[Location labeling records]
^^^^

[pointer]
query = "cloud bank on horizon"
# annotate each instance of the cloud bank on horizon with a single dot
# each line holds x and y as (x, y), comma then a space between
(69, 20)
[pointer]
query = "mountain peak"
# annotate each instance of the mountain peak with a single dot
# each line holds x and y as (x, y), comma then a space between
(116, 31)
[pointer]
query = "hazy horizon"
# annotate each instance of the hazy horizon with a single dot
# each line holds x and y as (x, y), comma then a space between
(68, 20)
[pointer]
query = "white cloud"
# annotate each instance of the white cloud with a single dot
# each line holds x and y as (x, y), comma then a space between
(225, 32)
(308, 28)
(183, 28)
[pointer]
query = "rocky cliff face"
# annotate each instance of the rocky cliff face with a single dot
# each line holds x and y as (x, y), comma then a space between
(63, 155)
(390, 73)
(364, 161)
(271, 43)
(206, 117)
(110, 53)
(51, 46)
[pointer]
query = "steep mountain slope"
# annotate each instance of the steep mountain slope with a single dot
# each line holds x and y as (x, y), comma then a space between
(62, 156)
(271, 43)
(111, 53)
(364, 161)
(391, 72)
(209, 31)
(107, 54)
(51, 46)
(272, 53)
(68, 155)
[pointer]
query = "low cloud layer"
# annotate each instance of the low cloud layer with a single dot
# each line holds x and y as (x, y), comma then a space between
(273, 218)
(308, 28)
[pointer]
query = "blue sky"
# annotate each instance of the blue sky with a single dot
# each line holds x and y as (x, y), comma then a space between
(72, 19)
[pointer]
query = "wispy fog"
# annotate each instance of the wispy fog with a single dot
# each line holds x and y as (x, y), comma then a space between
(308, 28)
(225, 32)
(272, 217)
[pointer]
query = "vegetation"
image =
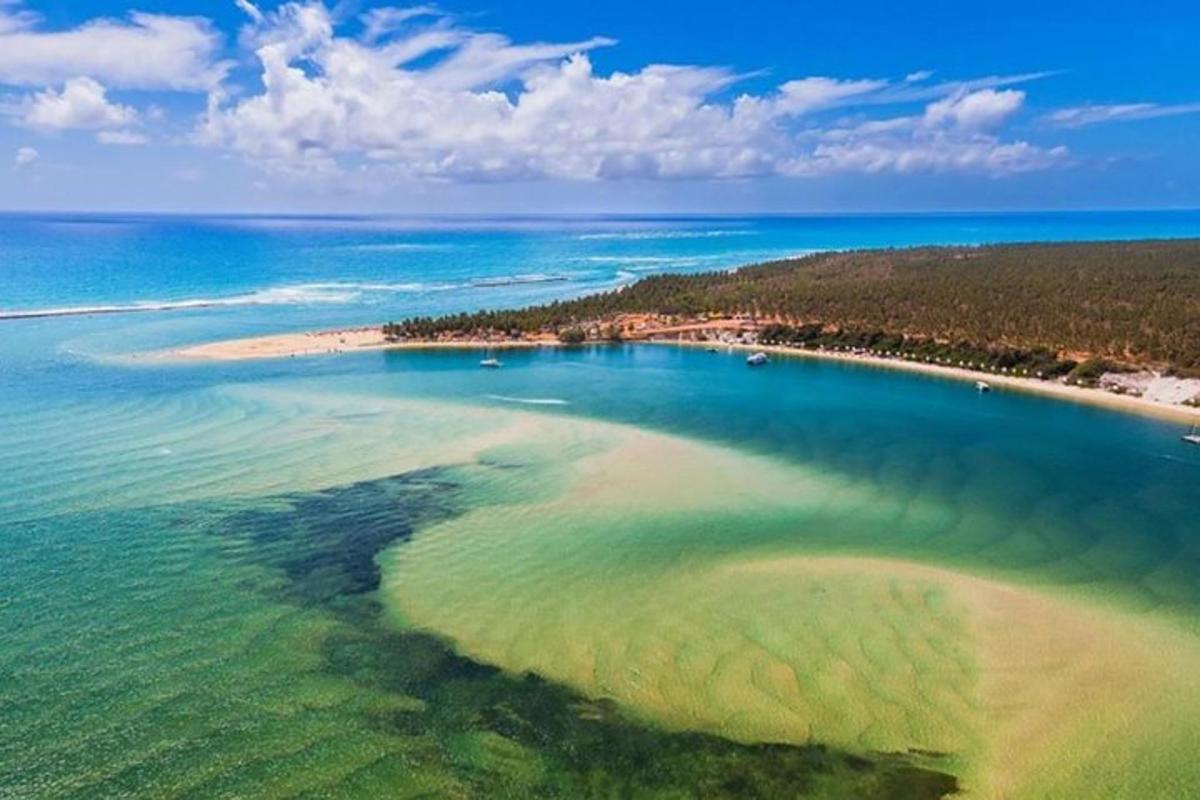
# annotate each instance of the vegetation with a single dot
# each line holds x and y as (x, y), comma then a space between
(1031, 305)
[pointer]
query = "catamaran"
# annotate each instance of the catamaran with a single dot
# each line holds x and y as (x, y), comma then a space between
(1193, 437)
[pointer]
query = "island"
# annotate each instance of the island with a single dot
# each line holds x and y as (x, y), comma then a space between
(1116, 323)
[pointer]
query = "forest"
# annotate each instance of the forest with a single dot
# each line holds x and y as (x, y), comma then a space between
(1133, 302)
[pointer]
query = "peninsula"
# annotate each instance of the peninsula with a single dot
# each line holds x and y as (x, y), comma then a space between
(1116, 323)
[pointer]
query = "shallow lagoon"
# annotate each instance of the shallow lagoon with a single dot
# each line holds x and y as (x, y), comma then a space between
(334, 576)
(693, 557)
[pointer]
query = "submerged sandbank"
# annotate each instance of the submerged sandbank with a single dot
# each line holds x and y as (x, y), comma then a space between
(713, 595)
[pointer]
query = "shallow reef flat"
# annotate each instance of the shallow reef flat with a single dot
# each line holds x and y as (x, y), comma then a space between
(705, 589)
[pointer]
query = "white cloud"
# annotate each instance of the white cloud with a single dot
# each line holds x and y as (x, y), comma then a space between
(975, 110)
(250, 10)
(378, 23)
(480, 108)
(83, 103)
(121, 137)
(953, 134)
(144, 52)
(1081, 115)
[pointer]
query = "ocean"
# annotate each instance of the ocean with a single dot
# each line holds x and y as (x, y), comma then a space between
(607, 571)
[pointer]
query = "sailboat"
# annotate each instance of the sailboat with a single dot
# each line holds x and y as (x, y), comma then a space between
(1193, 438)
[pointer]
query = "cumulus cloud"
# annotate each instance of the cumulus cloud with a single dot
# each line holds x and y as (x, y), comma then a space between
(143, 52)
(25, 156)
(419, 96)
(1083, 115)
(976, 110)
(82, 103)
(127, 138)
(953, 134)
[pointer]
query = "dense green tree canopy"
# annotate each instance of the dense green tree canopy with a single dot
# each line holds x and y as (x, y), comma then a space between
(1137, 302)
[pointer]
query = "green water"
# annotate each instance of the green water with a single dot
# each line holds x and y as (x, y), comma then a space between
(401, 575)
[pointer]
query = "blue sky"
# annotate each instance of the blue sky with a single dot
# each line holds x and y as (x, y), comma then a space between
(528, 107)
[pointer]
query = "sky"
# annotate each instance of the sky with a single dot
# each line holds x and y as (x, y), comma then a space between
(625, 106)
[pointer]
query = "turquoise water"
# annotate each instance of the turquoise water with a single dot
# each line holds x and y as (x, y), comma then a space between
(189, 602)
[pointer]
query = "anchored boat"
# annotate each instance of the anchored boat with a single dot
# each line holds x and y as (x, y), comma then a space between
(1193, 437)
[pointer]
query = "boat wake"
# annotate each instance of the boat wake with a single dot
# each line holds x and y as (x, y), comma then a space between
(529, 401)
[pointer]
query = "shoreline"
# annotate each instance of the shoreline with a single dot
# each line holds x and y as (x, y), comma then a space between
(364, 340)
(1111, 401)
(329, 342)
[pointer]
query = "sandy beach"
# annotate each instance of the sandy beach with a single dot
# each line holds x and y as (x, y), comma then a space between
(311, 343)
(357, 340)
(1128, 403)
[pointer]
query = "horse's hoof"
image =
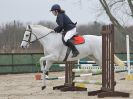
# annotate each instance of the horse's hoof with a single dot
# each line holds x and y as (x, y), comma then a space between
(43, 87)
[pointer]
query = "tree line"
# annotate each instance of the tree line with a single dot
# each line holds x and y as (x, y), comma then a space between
(11, 35)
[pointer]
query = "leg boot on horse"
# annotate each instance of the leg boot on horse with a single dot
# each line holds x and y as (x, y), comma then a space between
(74, 50)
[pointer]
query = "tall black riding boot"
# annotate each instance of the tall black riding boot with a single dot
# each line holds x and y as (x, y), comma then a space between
(72, 46)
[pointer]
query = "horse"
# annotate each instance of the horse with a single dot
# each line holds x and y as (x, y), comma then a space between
(55, 50)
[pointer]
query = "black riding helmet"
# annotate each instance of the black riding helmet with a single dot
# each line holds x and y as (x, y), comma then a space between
(55, 7)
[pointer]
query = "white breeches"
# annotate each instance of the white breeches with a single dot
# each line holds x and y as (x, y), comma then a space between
(70, 34)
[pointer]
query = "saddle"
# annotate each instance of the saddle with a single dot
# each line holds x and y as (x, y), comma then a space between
(76, 39)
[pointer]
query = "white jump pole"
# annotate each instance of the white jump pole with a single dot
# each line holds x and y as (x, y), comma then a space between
(130, 75)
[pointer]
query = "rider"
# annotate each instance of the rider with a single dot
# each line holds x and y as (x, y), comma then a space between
(65, 23)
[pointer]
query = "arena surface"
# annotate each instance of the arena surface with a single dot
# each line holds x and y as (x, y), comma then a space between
(24, 86)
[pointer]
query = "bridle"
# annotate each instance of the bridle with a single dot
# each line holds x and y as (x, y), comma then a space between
(29, 40)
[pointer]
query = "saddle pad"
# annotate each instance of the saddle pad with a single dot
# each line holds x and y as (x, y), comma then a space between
(77, 39)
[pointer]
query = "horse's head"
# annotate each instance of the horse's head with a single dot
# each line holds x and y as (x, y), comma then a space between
(28, 38)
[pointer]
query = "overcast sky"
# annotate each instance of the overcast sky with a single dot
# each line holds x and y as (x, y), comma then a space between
(82, 12)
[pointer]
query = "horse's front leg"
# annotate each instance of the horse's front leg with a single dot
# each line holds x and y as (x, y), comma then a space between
(49, 60)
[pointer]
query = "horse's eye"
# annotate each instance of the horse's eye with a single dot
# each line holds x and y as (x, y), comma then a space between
(27, 35)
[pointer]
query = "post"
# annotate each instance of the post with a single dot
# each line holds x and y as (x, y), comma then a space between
(108, 83)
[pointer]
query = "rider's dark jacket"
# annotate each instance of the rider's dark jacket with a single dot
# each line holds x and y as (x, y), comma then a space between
(64, 23)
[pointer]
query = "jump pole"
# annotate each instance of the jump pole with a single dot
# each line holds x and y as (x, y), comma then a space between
(130, 75)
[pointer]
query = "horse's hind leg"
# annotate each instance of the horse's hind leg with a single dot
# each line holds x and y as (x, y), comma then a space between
(49, 62)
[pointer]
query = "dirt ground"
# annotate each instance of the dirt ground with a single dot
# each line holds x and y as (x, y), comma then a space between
(24, 86)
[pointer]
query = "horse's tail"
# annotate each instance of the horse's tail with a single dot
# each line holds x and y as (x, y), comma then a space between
(118, 61)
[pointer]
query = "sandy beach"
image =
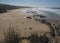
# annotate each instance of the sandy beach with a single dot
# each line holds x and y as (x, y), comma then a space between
(17, 19)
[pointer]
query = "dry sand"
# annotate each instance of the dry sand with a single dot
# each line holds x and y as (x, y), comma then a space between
(17, 19)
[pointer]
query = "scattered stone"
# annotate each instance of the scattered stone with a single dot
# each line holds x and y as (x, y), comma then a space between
(29, 17)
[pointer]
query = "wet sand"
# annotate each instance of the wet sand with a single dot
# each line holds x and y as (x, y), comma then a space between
(18, 20)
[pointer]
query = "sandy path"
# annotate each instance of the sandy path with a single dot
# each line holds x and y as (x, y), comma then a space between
(16, 19)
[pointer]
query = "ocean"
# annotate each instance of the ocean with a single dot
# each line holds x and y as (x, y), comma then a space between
(49, 12)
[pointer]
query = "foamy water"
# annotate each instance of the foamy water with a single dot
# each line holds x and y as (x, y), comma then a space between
(51, 13)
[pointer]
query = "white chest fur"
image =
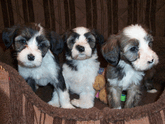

^^^^

▶ Required work: Give only the number of lines in the items above that contain the string "dark".

▶ Exercise answer: 2